## To be done
Please swap "wristband" for "armband" throughout the stretch of the listing from the line containing "Could you spot the wristband" through the line containing "point(506, 379)". Return only those lines, with nothing else changed.

begin Task material

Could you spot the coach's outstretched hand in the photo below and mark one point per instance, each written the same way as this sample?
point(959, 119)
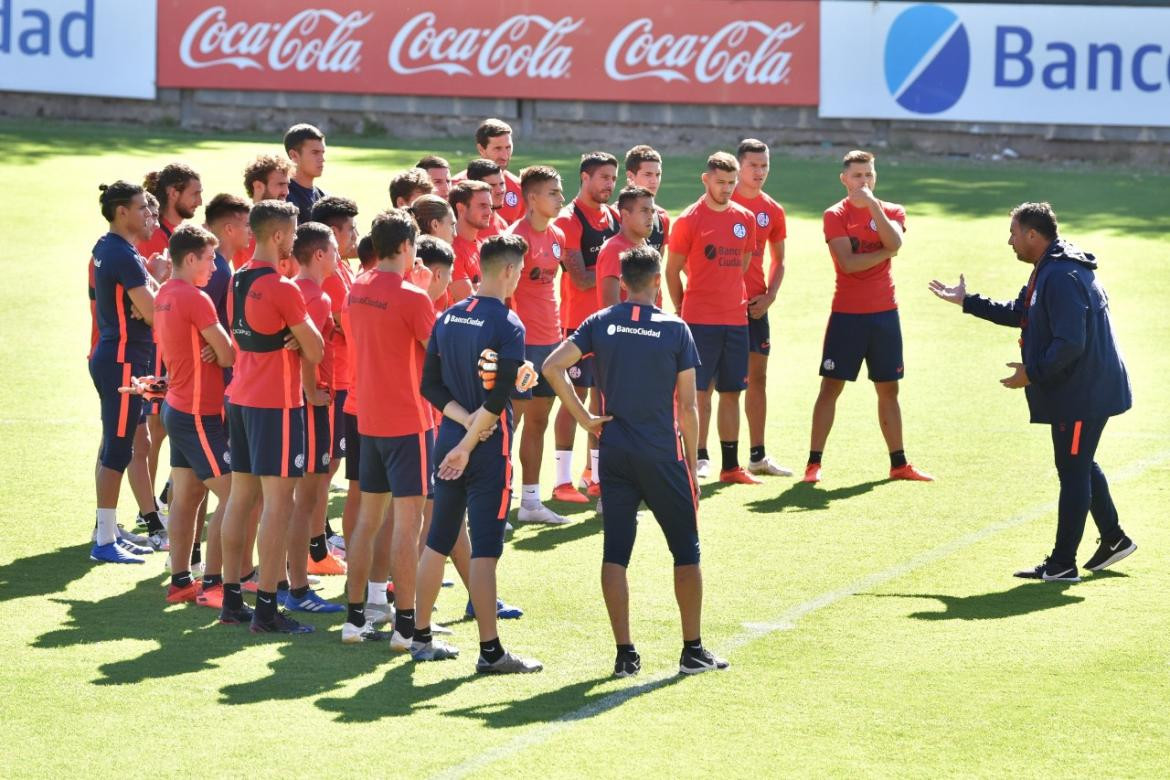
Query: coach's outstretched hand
point(950, 294)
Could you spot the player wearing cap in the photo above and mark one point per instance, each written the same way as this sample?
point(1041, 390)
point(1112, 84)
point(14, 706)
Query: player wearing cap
point(644, 458)
point(713, 242)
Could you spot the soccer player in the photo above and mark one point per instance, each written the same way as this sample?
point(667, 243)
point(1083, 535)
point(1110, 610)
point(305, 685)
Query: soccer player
point(439, 170)
point(316, 254)
point(1072, 373)
point(305, 147)
point(124, 305)
point(266, 415)
point(864, 234)
point(754, 160)
point(474, 474)
point(493, 175)
point(407, 186)
point(390, 323)
point(472, 202)
point(185, 324)
point(535, 302)
point(713, 241)
point(642, 456)
point(586, 222)
point(644, 168)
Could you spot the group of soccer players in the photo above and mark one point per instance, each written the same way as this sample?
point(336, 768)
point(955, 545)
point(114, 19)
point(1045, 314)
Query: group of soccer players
point(267, 359)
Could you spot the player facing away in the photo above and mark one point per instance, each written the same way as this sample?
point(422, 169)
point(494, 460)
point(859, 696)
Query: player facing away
point(644, 458)
point(1072, 373)
point(586, 222)
point(713, 242)
point(305, 147)
point(266, 415)
point(864, 235)
point(124, 309)
point(185, 325)
point(755, 164)
point(390, 323)
point(474, 473)
point(644, 168)
point(535, 302)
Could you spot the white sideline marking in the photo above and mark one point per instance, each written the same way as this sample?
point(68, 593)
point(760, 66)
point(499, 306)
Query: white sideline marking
point(785, 621)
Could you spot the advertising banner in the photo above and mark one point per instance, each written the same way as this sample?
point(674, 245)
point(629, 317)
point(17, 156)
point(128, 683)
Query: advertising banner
point(78, 47)
point(1026, 63)
point(750, 52)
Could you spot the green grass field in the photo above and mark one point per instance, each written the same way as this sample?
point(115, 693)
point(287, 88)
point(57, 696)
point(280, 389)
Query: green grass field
point(873, 628)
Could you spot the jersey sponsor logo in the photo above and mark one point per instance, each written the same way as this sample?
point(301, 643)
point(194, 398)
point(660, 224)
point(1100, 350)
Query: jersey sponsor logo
point(722, 55)
point(314, 40)
point(523, 45)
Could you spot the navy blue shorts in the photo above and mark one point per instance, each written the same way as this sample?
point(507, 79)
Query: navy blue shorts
point(398, 464)
point(267, 442)
point(627, 480)
point(537, 353)
point(722, 357)
point(197, 442)
point(121, 412)
point(483, 491)
point(339, 397)
point(852, 338)
point(759, 336)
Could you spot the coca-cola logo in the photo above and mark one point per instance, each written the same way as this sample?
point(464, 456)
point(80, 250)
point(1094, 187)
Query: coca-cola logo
point(524, 45)
point(722, 55)
point(314, 39)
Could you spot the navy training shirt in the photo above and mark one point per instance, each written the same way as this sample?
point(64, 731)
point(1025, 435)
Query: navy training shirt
point(639, 351)
point(117, 269)
point(461, 333)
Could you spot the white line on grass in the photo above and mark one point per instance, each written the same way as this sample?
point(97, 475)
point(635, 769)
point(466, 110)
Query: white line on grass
point(785, 621)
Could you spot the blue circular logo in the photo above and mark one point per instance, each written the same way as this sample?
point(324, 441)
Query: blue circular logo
point(928, 59)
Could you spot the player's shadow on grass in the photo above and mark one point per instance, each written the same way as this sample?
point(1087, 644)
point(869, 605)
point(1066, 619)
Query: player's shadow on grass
point(49, 572)
point(1024, 599)
point(805, 497)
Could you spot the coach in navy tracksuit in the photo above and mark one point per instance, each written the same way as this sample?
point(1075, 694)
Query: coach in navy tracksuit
point(1072, 373)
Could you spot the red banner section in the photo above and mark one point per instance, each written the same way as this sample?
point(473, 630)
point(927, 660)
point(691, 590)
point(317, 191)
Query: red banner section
point(735, 52)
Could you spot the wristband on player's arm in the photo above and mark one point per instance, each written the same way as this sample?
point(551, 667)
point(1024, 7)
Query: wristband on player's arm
point(506, 379)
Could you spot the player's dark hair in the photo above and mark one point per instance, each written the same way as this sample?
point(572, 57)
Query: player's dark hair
point(119, 193)
point(504, 249)
point(269, 214)
point(534, 175)
point(427, 208)
point(639, 267)
point(432, 161)
point(461, 193)
point(297, 135)
point(490, 129)
point(310, 237)
point(750, 146)
point(480, 168)
point(722, 161)
point(433, 250)
point(631, 195)
point(639, 154)
point(857, 156)
point(190, 239)
point(334, 211)
point(176, 174)
point(390, 230)
point(1037, 216)
point(262, 167)
point(593, 160)
point(225, 206)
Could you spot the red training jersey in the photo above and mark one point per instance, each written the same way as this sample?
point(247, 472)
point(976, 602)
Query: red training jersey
point(714, 243)
point(871, 290)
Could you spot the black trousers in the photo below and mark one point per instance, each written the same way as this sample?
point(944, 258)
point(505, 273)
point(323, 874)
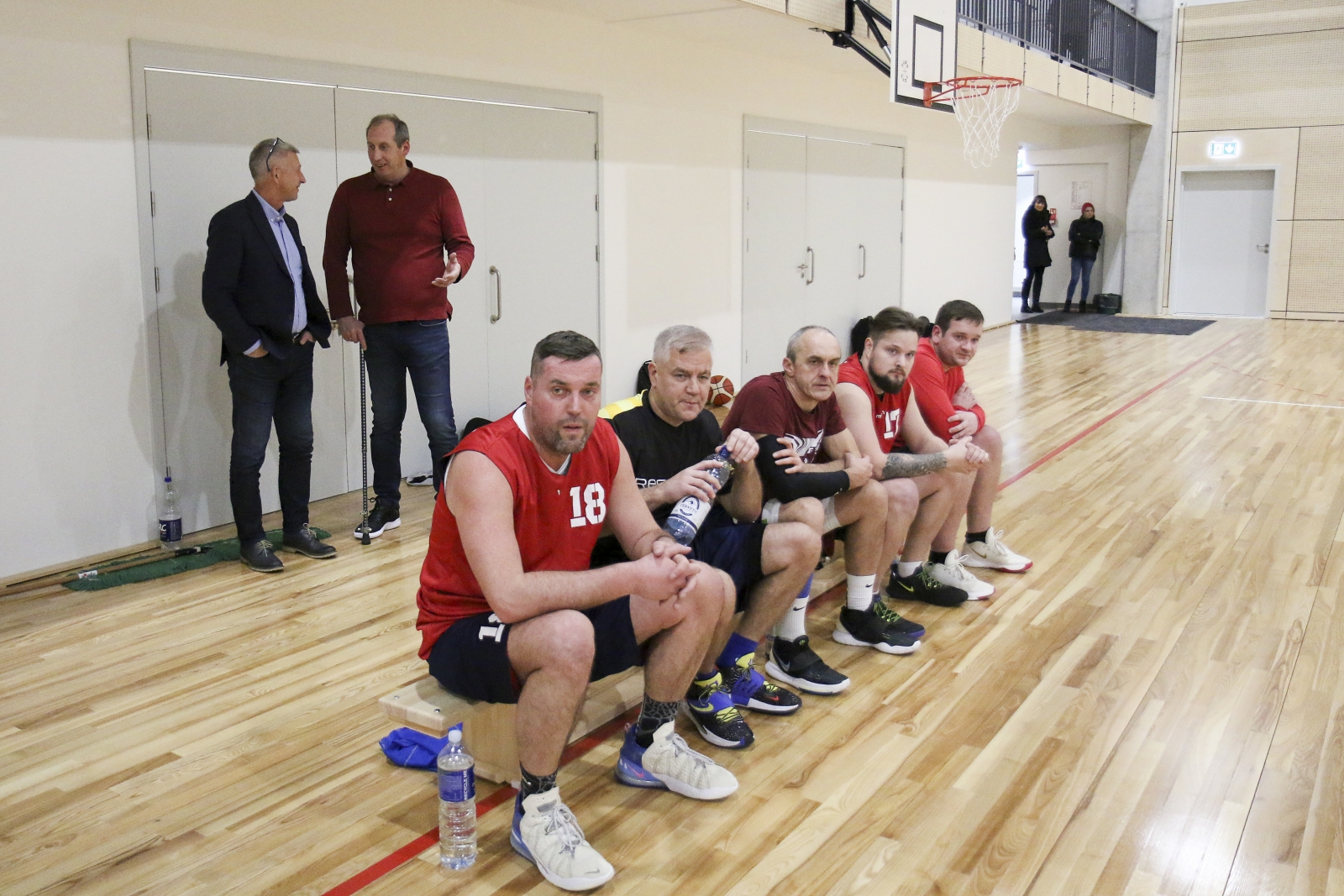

end Task material

## Reply
Could you spot the armband on player's arm in the photo above and mark one point per instance, each written the same way as this sample?
point(551, 667)
point(1024, 7)
Query: armband on player's arm
point(506, 379)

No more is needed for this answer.